■ What the task requires ■
Copy out the items below with "keypoint" changed to "point" everywhere it occurs, keeping everything else the same.

■ Input material ■
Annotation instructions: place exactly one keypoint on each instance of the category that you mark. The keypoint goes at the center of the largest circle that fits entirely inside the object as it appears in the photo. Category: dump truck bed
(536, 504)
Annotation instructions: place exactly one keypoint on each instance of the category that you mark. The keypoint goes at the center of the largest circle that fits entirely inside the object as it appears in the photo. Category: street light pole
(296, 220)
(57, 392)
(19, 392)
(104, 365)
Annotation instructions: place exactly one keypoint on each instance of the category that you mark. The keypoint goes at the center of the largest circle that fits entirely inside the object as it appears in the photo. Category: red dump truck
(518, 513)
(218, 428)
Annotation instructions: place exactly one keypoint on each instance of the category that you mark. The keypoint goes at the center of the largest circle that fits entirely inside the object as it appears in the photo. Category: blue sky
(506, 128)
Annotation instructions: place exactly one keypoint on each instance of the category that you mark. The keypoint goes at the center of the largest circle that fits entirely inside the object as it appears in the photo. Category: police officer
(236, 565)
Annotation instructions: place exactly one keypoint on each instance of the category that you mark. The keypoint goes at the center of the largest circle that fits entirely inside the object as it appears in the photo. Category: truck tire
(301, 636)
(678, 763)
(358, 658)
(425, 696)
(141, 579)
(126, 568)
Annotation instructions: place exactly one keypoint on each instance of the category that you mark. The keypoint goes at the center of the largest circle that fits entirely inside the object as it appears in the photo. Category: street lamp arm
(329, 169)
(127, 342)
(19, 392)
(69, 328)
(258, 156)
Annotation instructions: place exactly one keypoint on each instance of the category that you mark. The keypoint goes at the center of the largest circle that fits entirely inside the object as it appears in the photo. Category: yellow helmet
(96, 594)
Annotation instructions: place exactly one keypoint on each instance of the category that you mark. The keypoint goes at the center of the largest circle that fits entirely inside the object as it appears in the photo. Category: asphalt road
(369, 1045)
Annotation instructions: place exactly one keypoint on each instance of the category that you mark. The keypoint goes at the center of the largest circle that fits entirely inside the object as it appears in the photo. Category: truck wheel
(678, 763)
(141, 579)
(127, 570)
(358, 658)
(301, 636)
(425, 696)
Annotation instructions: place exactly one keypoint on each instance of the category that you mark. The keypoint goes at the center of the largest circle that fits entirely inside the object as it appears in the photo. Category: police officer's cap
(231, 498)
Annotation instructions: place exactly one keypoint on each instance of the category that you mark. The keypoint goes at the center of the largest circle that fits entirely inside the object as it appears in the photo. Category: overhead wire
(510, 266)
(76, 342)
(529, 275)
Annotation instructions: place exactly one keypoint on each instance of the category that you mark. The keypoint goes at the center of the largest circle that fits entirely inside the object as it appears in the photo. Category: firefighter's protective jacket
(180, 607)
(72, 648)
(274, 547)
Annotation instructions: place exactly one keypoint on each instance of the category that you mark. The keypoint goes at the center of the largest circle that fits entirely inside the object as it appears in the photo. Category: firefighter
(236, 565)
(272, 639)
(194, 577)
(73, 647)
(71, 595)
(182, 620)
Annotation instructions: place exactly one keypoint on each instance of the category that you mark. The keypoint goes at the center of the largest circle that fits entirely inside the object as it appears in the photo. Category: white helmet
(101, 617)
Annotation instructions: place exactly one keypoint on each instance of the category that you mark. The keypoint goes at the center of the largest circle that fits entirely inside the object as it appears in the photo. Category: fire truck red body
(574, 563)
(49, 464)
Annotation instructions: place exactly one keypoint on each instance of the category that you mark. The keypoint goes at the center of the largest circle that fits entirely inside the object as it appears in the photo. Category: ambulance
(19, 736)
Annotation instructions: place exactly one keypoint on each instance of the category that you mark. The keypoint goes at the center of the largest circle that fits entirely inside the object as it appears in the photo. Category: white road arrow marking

■ Result below ■
Annotation instructions: place exactly one point on each instance of the category that you mark. The point goes at the center of the largest circle that fits entirely inside the object as it appears in the photo. Category: dump truck bed
(536, 504)
Annotation instructions: place exactly one point on each instance of the category that you mark. The point goes at the center of the largest circle that fits entirely inside the object as it appears in the photo. Category: street light pole
(296, 220)
(57, 392)
(19, 392)
(104, 365)
Annotation instructions: place exactly one point on each instance of the category that you mark. The point goes at the center of the largest circle that fits entirely inside the object as it appears in the photo. Category: red dump truck
(518, 513)
(218, 428)
Annotation instructions: place exactly one point on each instance of the category that you mark. The point goes at the center of the largest circle that fits entirely inside the object as it appears in the photo. Category: blue sky
(506, 128)
Annotation instructions: place exactly one point on each instance of the category that you mark. The point goes at the center of the largest circle that fits entirely inside the object as it appears in the photo. Category: police officer
(236, 565)
Annotation instructions: place exactly one point on each instance of the category that you mark. The point goes at the center of the largest circle that fits entirely inside the object as it appears in the photo. Category: truck tire
(301, 636)
(678, 763)
(358, 658)
(425, 696)
(141, 579)
(126, 568)
Annotation instructions: place exactly one point on each instance of the category that you mark. The point goes at the center of the largest circle that fits entirely inside the object as it appears in the photo. Category: street lamp arm
(329, 169)
(127, 342)
(19, 392)
(69, 328)
(258, 156)
Annotation instructions: place exactly one point on each instance of the category that you mark. The point goes at the center of the largest circle that fits entirely inside the object as it appears in the photo. Category: yellow helmet
(96, 594)
Annotation instructions: place exactly one point on each instance of the category that you mark. The point goes at the center of the largest circle that fits entirely inside the object as it appears in the photo. Category: asphalt road
(369, 1045)
Annotation instructions: place exactly one point on each instance of the category that you mark. The point goes at the center of the largest circle that fits entirely inside the object as it appears in the photo. Category: truck wheel
(678, 763)
(141, 579)
(127, 570)
(358, 658)
(301, 636)
(425, 696)
Annotation instructions: place exactly one point on each instance of the category that you mark. The point goes at the center of the largest circle that fits entirely inside the object as it appears in the photo. Category: police officer's cap
(231, 498)
Annotation instructions: place exactly one point on each instance of the category that you mark. The point goes at the center of the largest circle that fits entirely inside the object as it appears in the photo. Category: overhead wire
(510, 266)
(76, 342)
(529, 275)
Annotation instructions: place exactly one point on each instance of the category that you mark. The point goes at the center of the largest circle that fits entirely inside the object as it appears in the photo. Category: firefighter's protective jacket
(180, 607)
(72, 648)
(274, 547)
Annotation instructions: place exactly one point on each instance of the category that you mark. The point goes at the center of the largest circle that fits entirely inside the object as it appears in the photo. Category: firefighter
(236, 565)
(272, 639)
(194, 577)
(73, 647)
(71, 595)
(182, 620)
Annotation instructions: place exactly one point on each instance of the category that you mark. The point goes at the center of the largest circle that fits entirely inside the object as it appears in the photo. Category: white helmet
(101, 617)
Annotation instructions: place exactly one point on each instance of the category that you mark. The point goes at the center of the largest circle that fits entirely inside the object as it appears in the photo. Category: fire truck red body
(574, 563)
(49, 464)
Annotation instructions: place exactly one point on each instance of the category that you mark. The point goes at the center of the largest circle that fits entirely inside the object as it appears in the photo. Category: ambulance
(19, 736)
Annotation instructions: place exactly one point on each instance of the category that you mark. The point goes at the center of the largest circle that fits entirely inside the object as it appears in the photo. Category: white road arrow marking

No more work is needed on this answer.